Some records
-------------------------

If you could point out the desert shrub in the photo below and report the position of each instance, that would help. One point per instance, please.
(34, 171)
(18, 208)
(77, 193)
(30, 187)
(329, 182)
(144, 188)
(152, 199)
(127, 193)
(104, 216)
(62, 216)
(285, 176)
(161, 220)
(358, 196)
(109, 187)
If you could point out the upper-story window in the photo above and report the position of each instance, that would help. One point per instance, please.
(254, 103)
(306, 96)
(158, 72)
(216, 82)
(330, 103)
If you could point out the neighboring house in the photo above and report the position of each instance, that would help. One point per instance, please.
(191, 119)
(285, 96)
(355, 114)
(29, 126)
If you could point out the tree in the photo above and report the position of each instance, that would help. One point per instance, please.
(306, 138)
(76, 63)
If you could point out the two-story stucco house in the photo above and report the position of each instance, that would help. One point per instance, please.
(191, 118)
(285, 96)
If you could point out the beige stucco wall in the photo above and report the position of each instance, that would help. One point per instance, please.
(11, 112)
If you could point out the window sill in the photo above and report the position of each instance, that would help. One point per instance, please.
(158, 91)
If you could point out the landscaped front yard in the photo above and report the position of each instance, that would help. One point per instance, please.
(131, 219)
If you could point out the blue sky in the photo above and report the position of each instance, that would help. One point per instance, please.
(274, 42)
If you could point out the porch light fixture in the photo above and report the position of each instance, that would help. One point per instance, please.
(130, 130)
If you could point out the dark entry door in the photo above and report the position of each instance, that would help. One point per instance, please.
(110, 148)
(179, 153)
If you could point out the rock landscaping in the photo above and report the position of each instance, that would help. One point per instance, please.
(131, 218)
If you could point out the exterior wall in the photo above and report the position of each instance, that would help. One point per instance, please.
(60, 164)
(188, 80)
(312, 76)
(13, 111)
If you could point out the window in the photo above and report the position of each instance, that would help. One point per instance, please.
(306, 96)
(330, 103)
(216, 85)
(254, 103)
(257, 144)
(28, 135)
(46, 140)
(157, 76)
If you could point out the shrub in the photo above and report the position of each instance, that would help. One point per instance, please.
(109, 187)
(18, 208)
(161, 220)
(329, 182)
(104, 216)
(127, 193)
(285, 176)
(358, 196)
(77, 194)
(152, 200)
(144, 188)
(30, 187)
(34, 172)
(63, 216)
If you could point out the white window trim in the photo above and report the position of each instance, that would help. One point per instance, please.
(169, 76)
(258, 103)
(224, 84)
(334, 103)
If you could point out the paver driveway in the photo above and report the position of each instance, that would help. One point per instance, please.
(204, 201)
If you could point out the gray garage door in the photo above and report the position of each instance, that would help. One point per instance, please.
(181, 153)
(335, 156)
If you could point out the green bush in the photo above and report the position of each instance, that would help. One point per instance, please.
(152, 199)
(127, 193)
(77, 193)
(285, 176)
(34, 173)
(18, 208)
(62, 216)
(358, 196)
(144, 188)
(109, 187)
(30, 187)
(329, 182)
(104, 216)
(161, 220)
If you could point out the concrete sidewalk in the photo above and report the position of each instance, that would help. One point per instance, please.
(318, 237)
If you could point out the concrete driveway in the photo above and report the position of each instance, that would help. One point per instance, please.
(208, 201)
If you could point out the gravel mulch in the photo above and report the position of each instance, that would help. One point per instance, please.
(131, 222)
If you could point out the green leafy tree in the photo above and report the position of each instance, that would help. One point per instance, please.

-------------------------

▶ WHAT YOU SHOULD DO
Rewrite all the records, substituting "give the location" for every occurrence of "report the position" and keeping everything else unchanged.

▶ RESULT OF THE TASK
If you could point out the desert shrub in the photo below and give the location of each instance, that would help. One point per instance, please.
(34, 171)
(18, 208)
(77, 193)
(30, 187)
(329, 182)
(144, 188)
(152, 199)
(127, 193)
(104, 216)
(62, 216)
(285, 176)
(161, 220)
(358, 196)
(109, 187)
If you could point out the upper-story window in the photo above and give the location of each instance, that would help. One point per instance, please.
(254, 103)
(306, 96)
(158, 72)
(216, 82)
(330, 103)
If you could point out the neighboring house in the photo above and give the location of each instance, that would help. One point per instance, please.
(191, 119)
(285, 96)
(355, 114)
(29, 126)
If you could point out the tree in the photo above and give the location of each instance, that would help. One point per instance, please.
(306, 138)
(76, 63)
If you could point out the two-story stucco house in the photo above and give the location of each instance, that would help. One point per instance, please.
(191, 118)
(285, 96)
If you could point out the beige stucco wall in the photo above and give the location of each instance, that would help. One point per instance, please.
(11, 112)
If you could point out the window sill in the photo above and give the location of each instance, that would help. One point per instance, please.
(158, 91)
If you could point out the landscaped front yard in the photo above and give the location of each instance, that would help. One point per instance, please.
(131, 219)
If you could point out the blue sky in the photo above and give the location of each instance, that would help. One point per instance, please.
(274, 42)
If you could point out the porch light fixture in the photo above and give the location of each instance, that would help. One point per instance, please.
(130, 130)
If you could point out the dark entry door in the photo above and give the location of each instance, that would help. One point per instance, please.
(110, 148)
(179, 153)
If you could point out the rock landscaping in the photo above and give the location of each instance, that would help. One point per instance, please.
(131, 218)
If you could point out the exterior wall in the photo above and give the location of each instance, that would help. One point per instance, please.
(60, 164)
(188, 80)
(312, 76)
(13, 111)
If you could point out the window in the photo above and give the location of each instance, that would help. One point per instance, please.
(306, 96)
(330, 103)
(216, 85)
(254, 103)
(257, 144)
(28, 135)
(46, 140)
(157, 76)
If you could point out the shrub in the photo above and give the location of each instance, that would help. One point per instance, please.
(109, 187)
(18, 208)
(161, 220)
(329, 182)
(104, 216)
(127, 193)
(285, 176)
(358, 196)
(77, 194)
(152, 200)
(144, 188)
(30, 187)
(34, 172)
(63, 216)
If you could point out the white window trim in the photo above and give the location of each instance, that would help. One point per instance, please.
(169, 76)
(258, 103)
(224, 84)
(334, 103)
If you could point out the paver driveway in the photo above and give the location of each instance, that would help. One point per instance, please.
(204, 201)
If you could point out the gray garage door in the photo above and give the location of each instance, that would help. One point per instance, please.
(181, 153)
(335, 156)
If you could point out the green bush in the photo above and give the location of each instance, that would help. One point per instance, please.
(152, 199)
(127, 193)
(77, 193)
(285, 176)
(34, 173)
(18, 208)
(62, 216)
(358, 196)
(144, 188)
(109, 187)
(30, 187)
(329, 182)
(104, 216)
(161, 220)
If you could point out the concrete sidewalk in the photo above and give the location of each instance, that would help. One point per instance, please.
(318, 237)
If you could point out the concrete driveway in the photo above and give the location of each instance, that would help. One point per instance, please.
(208, 201)
If you could point out the gravel mulch in the photo above and give the location of each instance, that would help. One point per instance, please.
(131, 222)
If you could point out the green leafy tree in the photo above and give the location of each instance, that would help. One point per instance, please.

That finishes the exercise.